WHAT YOU WILL DO
Will you output the entries below exactly, skipping every image they contain?

Records of labeled points
>> Start

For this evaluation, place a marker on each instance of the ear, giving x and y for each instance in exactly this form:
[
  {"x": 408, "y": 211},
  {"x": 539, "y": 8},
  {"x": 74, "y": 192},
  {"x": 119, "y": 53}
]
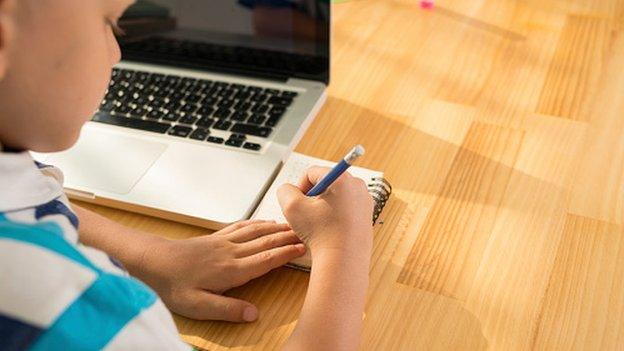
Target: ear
[{"x": 6, "y": 33}]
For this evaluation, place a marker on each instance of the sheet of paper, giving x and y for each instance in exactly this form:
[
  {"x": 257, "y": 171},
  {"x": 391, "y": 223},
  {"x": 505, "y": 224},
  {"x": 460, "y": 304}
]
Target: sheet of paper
[{"x": 291, "y": 172}]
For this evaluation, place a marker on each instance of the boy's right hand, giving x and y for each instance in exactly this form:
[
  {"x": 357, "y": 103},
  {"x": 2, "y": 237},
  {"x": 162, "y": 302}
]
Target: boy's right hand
[{"x": 340, "y": 219}]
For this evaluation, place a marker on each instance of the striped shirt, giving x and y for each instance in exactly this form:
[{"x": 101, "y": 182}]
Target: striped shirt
[{"x": 56, "y": 293}]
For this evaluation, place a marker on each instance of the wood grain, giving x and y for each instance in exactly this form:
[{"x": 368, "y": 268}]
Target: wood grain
[{"x": 500, "y": 124}]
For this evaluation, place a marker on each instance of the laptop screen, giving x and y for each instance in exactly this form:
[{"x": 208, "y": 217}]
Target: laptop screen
[{"x": 267, "y": 38}]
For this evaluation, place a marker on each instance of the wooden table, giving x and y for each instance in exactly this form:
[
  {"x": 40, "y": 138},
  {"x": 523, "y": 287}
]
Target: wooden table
[{"x": 500, "y": 124}]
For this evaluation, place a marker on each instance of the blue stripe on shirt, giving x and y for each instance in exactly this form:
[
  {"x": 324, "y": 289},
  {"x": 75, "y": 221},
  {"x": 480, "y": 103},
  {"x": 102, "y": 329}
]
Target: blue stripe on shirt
[
  {"x": 47, "y": 235},
  {"x": 94, "y": 319},
  {"x": 102, "y": 310},
  {"x": 16, "y": 335}
]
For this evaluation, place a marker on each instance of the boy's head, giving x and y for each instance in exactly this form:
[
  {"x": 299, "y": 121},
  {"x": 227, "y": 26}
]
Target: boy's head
[{"x": 55, "y": 63}]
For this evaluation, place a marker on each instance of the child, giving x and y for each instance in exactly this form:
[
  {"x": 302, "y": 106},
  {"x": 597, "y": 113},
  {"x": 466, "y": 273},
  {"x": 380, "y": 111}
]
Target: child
[{"x": 60, "y": 285}]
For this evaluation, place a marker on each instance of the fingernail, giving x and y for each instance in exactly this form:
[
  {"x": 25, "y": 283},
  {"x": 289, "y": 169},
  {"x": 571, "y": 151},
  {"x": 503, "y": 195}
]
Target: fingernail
[{"x": 250, "y": 314}]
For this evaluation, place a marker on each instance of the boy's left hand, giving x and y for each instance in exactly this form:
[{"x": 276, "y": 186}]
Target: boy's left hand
[{"x": 190, "y": 275}]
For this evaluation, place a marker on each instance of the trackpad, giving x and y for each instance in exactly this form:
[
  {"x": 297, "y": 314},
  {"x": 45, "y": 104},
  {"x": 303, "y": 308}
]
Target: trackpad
[{"x": 103, "y": 160}]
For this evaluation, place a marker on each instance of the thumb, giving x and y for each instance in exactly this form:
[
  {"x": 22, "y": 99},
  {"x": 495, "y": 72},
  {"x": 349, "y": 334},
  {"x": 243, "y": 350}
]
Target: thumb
[
  {"x": 217, "y": 307},
  {"x": 288, "y": 195}
]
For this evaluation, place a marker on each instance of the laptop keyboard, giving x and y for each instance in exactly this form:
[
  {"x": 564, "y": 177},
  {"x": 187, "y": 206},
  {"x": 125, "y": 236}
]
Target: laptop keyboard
[{"x": 192, "y": 108}]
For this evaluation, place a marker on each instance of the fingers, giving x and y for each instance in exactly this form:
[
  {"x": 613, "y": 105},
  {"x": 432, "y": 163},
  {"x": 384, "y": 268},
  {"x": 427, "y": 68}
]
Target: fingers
[
  {"x": 204, "y": 305},
  {"x": 238, "y": 225},
  {"x": 256, "y": 230},
  {"x": 261, "y": 263},
  {"x": 267, "y": 242}
]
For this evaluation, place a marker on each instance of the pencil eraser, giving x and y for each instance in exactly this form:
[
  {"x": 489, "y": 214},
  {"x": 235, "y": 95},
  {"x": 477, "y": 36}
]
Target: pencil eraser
[{"x": 427, "y": 4}]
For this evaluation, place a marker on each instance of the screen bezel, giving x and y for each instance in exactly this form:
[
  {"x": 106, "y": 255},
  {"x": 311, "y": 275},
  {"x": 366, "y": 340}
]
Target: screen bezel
[{"x": 322, "y": 57}]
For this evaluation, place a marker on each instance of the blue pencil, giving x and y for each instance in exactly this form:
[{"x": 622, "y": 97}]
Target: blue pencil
[{"x": 339, "y": 169}]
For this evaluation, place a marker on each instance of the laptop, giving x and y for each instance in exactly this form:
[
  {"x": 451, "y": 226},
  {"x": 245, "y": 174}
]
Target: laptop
[{"x": 209, "y": 99}]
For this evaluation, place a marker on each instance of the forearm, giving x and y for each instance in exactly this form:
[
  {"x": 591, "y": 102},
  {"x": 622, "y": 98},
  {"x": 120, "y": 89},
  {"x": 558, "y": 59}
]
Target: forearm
[
  {"x": 331, "y": 317},
  {"x": 125, "y": 244}
]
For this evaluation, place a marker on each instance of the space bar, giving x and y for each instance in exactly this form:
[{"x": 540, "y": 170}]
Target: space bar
[{"x": 150, "y": 126}]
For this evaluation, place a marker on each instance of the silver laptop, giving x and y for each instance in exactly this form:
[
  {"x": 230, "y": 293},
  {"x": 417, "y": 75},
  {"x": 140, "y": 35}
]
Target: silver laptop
[{"x": 208, "y": 100}]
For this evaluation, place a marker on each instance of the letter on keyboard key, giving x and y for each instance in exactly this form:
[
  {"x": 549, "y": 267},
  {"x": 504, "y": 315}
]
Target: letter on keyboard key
[
  {"x": 251, "y": 130},
  {"x": 133, "y": 123}
]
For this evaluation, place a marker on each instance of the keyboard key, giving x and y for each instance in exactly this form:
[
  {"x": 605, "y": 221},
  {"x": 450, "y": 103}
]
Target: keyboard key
[
  {"x": 271, "y": 91},
  {"x": 206, "y": 111},
  {"x": 223, "y": 113},
  {"x": 154, "y": 114},
  {"x": 222, "y": 125},
  {"x": 251, "y": 129},
  {"x": 122, "y": 110},
  {"x": 242, "y": 106},
  {"x": 234, "y": 142},
  {"x": 273, "y": 120},
  {"x": 238, "y": 136},
  {"x": 239, "y": 116},
  {"x": 188, "y": 119},
  {"x": 252, "y": 146},
  {"x": 256, "y": 119},
  {"x": 215, "y": 140},
  {"x": 189, "y": 108},
  {"x": 150, "y": 126},
  {"x": 180, "y": 131},
  {"x": 107, "y": 106},
  {"x": 226, "y": 103},
  {"x": 200, "y": 134},
  {"x": 259, "y": 98},
  {"x": 205, "y": 122},
  {"x": 260, "y": 108},
  {"x": 289, "y": 94},
  {"x": 171, "y": 117},
  {"x": 280, "y": 101}
]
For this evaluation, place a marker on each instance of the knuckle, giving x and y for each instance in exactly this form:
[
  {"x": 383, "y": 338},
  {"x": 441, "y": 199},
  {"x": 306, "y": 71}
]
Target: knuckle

>> End

EXERCISE ANSWER
For this evaluation, place a marker on each instance of the ear, giving x and y for each instance in exactly this form:
[
  {"x": 408, "y": 211},
  {"x": 539, "y": 8},
  {"x": 74, "y": 192},
  {"x": 119, "y": 53}
]
Target: ear
[{"x": 6, "y": 33}]
For this evaluation, place a marker on each instance of the sheet of paper, giving x and y for each instance in exactly this form:
[
  {"x": 257, "y": 171},
  {"x": 391, "y": 223},
  {"x": 505, "y": 224},
  {"x": 460, "y": 304}
]
Target: sheet of paper
[{"x": 291, "y": 172}]
For this evaluation, place a marker on each instance of the boy's right hand, giving x and y for each instance in exactly this form:
[
  {"x": 357, "y": 103},
  {"x": 2, "y": 237},
  {"x": 162, "y": 302}
]
Target: boy's right hand
[{"x": 340, "y": 219}]
For this evaluation, place a marker on each instance of the striped shirt, giving x and y for each instance in exactly this form:
[{"x": 101, "y": 182}]
Target: striped shirt
[{"x": 56, "y": 293}]
For this evaluation, place a marker on each instance of the wood grain, giving x and y for each instance in exactly this form:
[{"x": 368, "y": 268}]
Target: wood grain
[{"x": 500, "y": 124}]
For this evaluation, place a marker on each instance of the laptop screen, giving x and y for each instance in exactly this form:
[{"x": 208, "y": 217}]
Target: laptop screen
[{"x": 267, "y": 38}]
For this evaluation, place a marker on each instance of the wooden table, giving x and y for each instance in exactly this form:
[
  {"x": 40, "y": 138},
  {"x": 523, "y": 287}
]
Target: wooden table
[{"x": 500, "y": 124}]
For this evaluation, place a marker on each instance of the blue stripe on shirt, giving x and y for each instance in exactly this form:
[
  {"x": 324, "y": 289},
  {"x": 75, "y": 221},
  {"x": 480, "y": 103},
  {"x": 102, "y": 329}
]
Target: blue stripe on shirt
[
  {"x": 47, "y": 235},
  {"x": 94, "y": 319},
  {"x": 102, "y": 310},
  {"x": 16, "y": 335}
]
For this evaluation, place a marker on each instance of the boy's head, giving x and y for each instance in exactly this form:
[
  {"x": 299, "y": 121},
  {"x": 227, "y": 26}
]
Target: boy's head
[{"x": 55, "y": 63}]
For this evaluation, place a marker on each instance of the child, giving x and y for each instance in exactly this form:
[
  {"x": 302, "y": 106},
  {"x": 597, "y": 113},
  {"x": 466, "y": 273},
  {"x": 380, "y": 111}
]
Target: child
[{"x": 60, "y": 285}]
For this evaluation, place a marker on each instance of the fingernail, giving x and y for each instance in exactly this form:
[
  {"x": 25, "y": 283},
  {"x": 289, "y": 169},
  {"x": 571, "y": 151},
  {"x": 503, "y": 195}
]
Target: fingernail
[{"x": 250, "y": 314}]
For this evaluation, place a marker on each instance of the boy's left hand, giving x and y for each instance in exactly this form:
[{"x": 276, "y": 186}]
Target: boy's left hand
[{"x": 190, "y": 275}]
For this evaluation, place a marker on each instance of the trackpad, giving x and y for each instance in exactly this form:
[
  {"x": 297, "y": 314},
  {"x": 45, "y": 104},
  {"x": 303, "y": 308}
]
Target: trackpad
[{"x": 103, "y": 160}]
For this evaluation, place a marker on each instance of the thumb, giving x and y for each instance in exactly this form:
[
  {"x": 22, "y": 99},
  {"x": 495, "y": 72},
  {"x": 349, "y": 334},
  {"x": 243, "y": 350}
]
Target: thumb
[
  {"x": 217, "y": 307},
  {"x": 288, "y": 195}
]
For this evaluation, place a marker on each instance of the laptop keyboard, giving x and y for each instance in exactly this form:
[
  {"x": 564, "y": 177},
  {"x": 187, "y": 206},
  {"x": 125, "y": 236}
]
Target: laptop keyboard
[{"x": 192, "y": 108}]
For this evaluation, place a marker on each instance of the fingers, giving x and y for each instance in exactly this form:
[
  {"x": 613, "y": 105},
  {"x": 432, "y": 163},
  {"x": 384, "y": 268},
  {"x": 427, "y": 68}
]
Target: fingers
[
  {"x": 204, "y": 305},
  {"x": 238, "y": 225},
  {"x": 256, "y": 230},
  {"x": 261, "y": 263},
  {"x": 267, "y": 242}
]
For this evaluation, place a marker on each instance of the pencil eraser, giving x and y for each instance in exactly this form:
[
  {"x": 489, "y": 214},
  {"x": 235, "y": 95},
  {"x": 477, "y": 36}
]
Target: pencil eraser
[{"x": 427, "y": 4}]
For this evaluation, place a marker on each instance of the screen bezel, giving x and y for each instance in exactly this form:
[
  {"x": 106, "y": 255},
  {"x": 311, "y": 275},
  {"x": 366, "y": 340}
]
Target: screen bezel
[{"x": 322, "y": 57}]
For this evaluation, place a marker on each instance of the blue pencil, giving x and y for each instance in exactly this form:
[{"x": 622, "y": 97}]
Target: blue pencil
[{"x": 339, "y": 169}]
For this evaluation, place a marker on each instance of the laptop, giving x and y for each instance in exactly this form:
[
  {"x": 451, "y": 226},
  {"x": 245, "y": 174}
]
Target: laptop
[{"x": 209, "y": 99}]
For this evaluation, place a marker on each instance of the forearm, giving x and y for each instance in exactly this form:
[
  {"x": 591, "y": 102},
  {"x": 622, "y": 98},
  {"x": 120, "y": 89},
  {"x": 558, "y": 59}
]
Target: forearm
[
  {"x": 331, "y": 317},
  {"x": 125, "y": 244}
]
For this evaluation, place a marker on each instance of the space bar, giving x and y for each instance in exactly this form:
[{"x": 540, "y": 170}]
Target: space bar
[{"x": 150, "y": 126}]
For this evaluation, place a marker on each instance of the silver laptop, giving x and y for each instance in exactly this form:
[
  {"x": 230, "y": 293},
  {"x": 417, "y": 75},
  {"x": 140, "y": 35}
]
Target: silver laptop
[{"x": 208, "y": 100}]
For this evaluation, place a marker on each instance of the letter on keyboard key, giving x and y for each instance in exactly this form:
[
  {"x": 549, "y": 267},
  {"x": 504, "y": 315}
]
Target: letter on keyboard key
[
  {"x": 251, "y": 130},
  {"x": 133, "y": 123}
]
For this evaluation, place a marker on each instance of the keyboard key, giving x and y for each instance in exactly this form:
[
  {"x": 605, "y": 221},
  {"x": 450, "y": 103}
]
Target: keyboard key
[
  {"x": 271, "y": 91},
  {"x": 206, "y": 111},
  {"x": 223, "y": 113},
  {"x": 154, "y": 114},
  {"x": 222, "y": 125},
  {"x": 251, "y": 129},
  {"x": 122, "y": 110},
  {"x": 242, "y": 106},
  {"x": 234, "y": 142},
  {"x": 273, "y": 120},
  {"x": 238, "y": 136},
  {"x": 239, "y": 116},
  {"x": 188, "y": 119},
  {"x": 252, "y": 146},
  {"x": 256, "y": 119},
  {"x": 215, "y": 140},
  {"x": 189, "y": 108},
  {"x": 150, "y": 126},
  {"x": 180, "y": 131},
  {"x": 107, "y": 106},
  {"x": 226, "y": 103},
  {"x": 200, "y": 134},
  {"x": 259, "y": 98},
  {"x": 205, "y": 122},
  {"x": 260, "y": 108},
  {"x": 289, "y": 94},
  {"x": 171, "y": 117},
  {"x": 280, "y": 101}
]
For this evaluation, place a marker on each instance of the knuckle, giving x and y for each instance in exactly this form:
[
  {"x": 383, "y": 338},
  {"x": 441, "y": 199},
  {"x": 306, "y": 71}
]
Target: knuckle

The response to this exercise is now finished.